● **Brano da leggere**:
#####

Fernando Napolitano, amministratore delegato di Irg
Alla conferenza internazionale, economisti e manager da tutto il mondo hanno discusso gli equilibri tra Europa e Stati Uniti. Lo studio rivela un deficit globale di forza settoriale, potere mediatico e leadership di pensiero, elementi chiave che costituiscono il dialogo tra imprese e decisori pubblici.
Stamani, presso l’università Bocconi di Milano, si è svolta la conferenza internazionale Influence, Relevance & Growth 2025, che ha riunito economisti, manager, analisti e rappresentanti istituzionali da tutto il mondo per discutere i nuovi equilibri tra Europa e Stati Uniti. Geopolitica, energia, mercati finanziari e sicurezza sono stati i temi al centro di un dibattito che riflette la crescente complessità degli scenari globali e la difficoltà delle imprese nel far sentire la propria voce nei processi decisionali pubblici.
Particolarmente attesa la presentazione del Global 200 Irg, la prima ricerca che misura in modo sistematico la capacità delle imprese di trasferire conoscenza tecnica e industriale ai legislatori e agli stakeholder, contribuendo così a politiche più efficaci e fondate su dati concreti. Lo studio, basato sull’analisi di oltre due milioni di documenti pubblici elaborati con algoritmi di Intelligenza artificiale tra gennaio e settembre 2025, ha restituito un quadro rilevante: solo il 2% delle aziende globali supera la soglia minima di «fitness di influenza», fissata a 20 punti su una scala da 0 a 30. La media mondiale si ferma a 13,6, segno di un deficit strutturale soprattutto in tre dimensioni chiave (forza settoriale, potere mediatico e leadership di pensiero) che determinano la capacità reale di incidere sul contesto regolatorio e anticipare i rischi geopolitici.
Dai lavori è emerso come la crisi di influenza non riguardi soltanto le singole imprese, ma l’intero ecosistema economico e politico. Un tema tanto più urgente in una fase segnata da tensioni commerciali, transizioni energetiche accelerate e carenze di competenze nel policy making.

#####

● **Voci fornite**:
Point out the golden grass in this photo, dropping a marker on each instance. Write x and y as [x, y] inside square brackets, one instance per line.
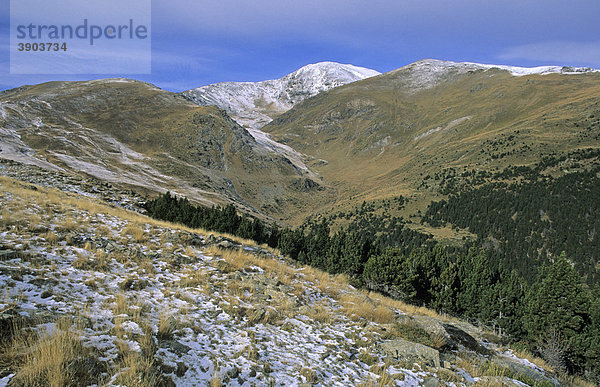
[320, 312]
[358, 305]
[137, 371]
[167, 325]
[44, 359]
[525, 354]
[51, 237]
[135, 232]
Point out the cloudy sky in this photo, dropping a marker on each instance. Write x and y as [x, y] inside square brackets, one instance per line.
[198, 42]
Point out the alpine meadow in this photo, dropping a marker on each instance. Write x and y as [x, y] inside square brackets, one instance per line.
[435, 225]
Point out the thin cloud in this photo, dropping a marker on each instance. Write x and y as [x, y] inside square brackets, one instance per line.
[556, 52]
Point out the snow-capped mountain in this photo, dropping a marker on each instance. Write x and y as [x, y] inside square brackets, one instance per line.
[254, 104]
[427, 73]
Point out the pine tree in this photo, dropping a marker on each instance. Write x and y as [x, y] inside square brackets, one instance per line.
[558, 301]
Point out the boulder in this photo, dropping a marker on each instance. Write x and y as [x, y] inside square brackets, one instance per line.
[407, 350]
[461, 338]
[519, 368]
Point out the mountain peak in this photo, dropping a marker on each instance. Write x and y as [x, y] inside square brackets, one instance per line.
[254, 104]
[427, 73]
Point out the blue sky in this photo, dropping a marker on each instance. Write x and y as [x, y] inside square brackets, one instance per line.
[198, 42]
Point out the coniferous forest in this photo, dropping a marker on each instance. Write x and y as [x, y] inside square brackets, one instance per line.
[531, 275]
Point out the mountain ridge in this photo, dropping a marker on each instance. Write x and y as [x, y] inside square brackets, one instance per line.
[254, 104]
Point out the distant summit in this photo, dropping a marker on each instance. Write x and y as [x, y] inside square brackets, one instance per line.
[255, 104]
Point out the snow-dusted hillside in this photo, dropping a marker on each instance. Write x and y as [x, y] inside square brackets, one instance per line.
[427, 73]
[254, 104]
[95, 295]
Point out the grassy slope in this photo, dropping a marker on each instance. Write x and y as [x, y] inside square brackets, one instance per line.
[369, 139]
[212, 159]
[169, 289]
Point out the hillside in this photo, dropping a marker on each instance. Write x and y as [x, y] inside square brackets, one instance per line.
[93, 294]
[254, 104]
[386, 136]
[135, 135]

#####

● **Consegne**:
A. Nell'articolo sulla conferenza alla Bocconi, perché il tema della crisi di influenza viene definito particolarmente urgente? Rispondi in una, due o tre frasi.
B. Rispondi alle seguenti domande sull'articolo sulla conferenza alla Bocconi, una per riga:
(i) In quale città e in quale università si è svolta la conferenza?
(ii) Su quanti documenti pubblici si basa lo studio Global 200 Irg?
(iii) Quale percentuale delle aziende globali supera la soglia minima di «fitness di influenza»?
C. Prosegui l'articolo sulla conferenza alla Bocconi, riprendendo subito dopo la sua ultima frase.
Le voci riportate provengono da una fonte diversa.

● **Soluzioni**:
A. Il tema è tanto più urgente perché la fase attuale è segnata da tensioni commerciali, transizioni energetiche accelerate e carenze di competenze nel policy making.

B.
(i) A Milano, presso l'università Bocconi.
(ii) Su oltre due milioni di documenti pubblici.
(iii) Il 2%.

C.
Tra gli interventi più significativi, quello di Ken Hersh, presidente del George W. Bush Presidential Center, che ha analizzato i limiti strutturali delle energie rinnovabili e le prospettive della transizione energetica. Sir William Browder, fondatore di Hermitage Capital, ha messo in guardia sui nuovi rischi della guerra economica tra Occidente e Russia, mentre William E. Mayer, chairman emerito dell’Aspen Institute, ha illustrato le ricadute della geopolitica sui mercati finanziari. Dal fronte italiano, Alessandro Varaldo ha sottolineato che, dati alla mano, non ci sono bolle all’orizzonte e l’Europa ha tutti gli ingredienti a patto che si cominci un processo per convincere i risparmiatori a investire nelle economia reale. Davide Serra ha analizzato la realtà Usa e come Donald Trump abbia contribuito a risvegliarla dal suo torpore. Il dollaro è molto probabilmente ancora sopravvalutato. Thomas G.J. Tugendhat, già ministro britannico per la Sicurezza, ha offerto infine una prospettiva preziosa sul futuro della cooperazione tra Regno Unito e Unione Europea.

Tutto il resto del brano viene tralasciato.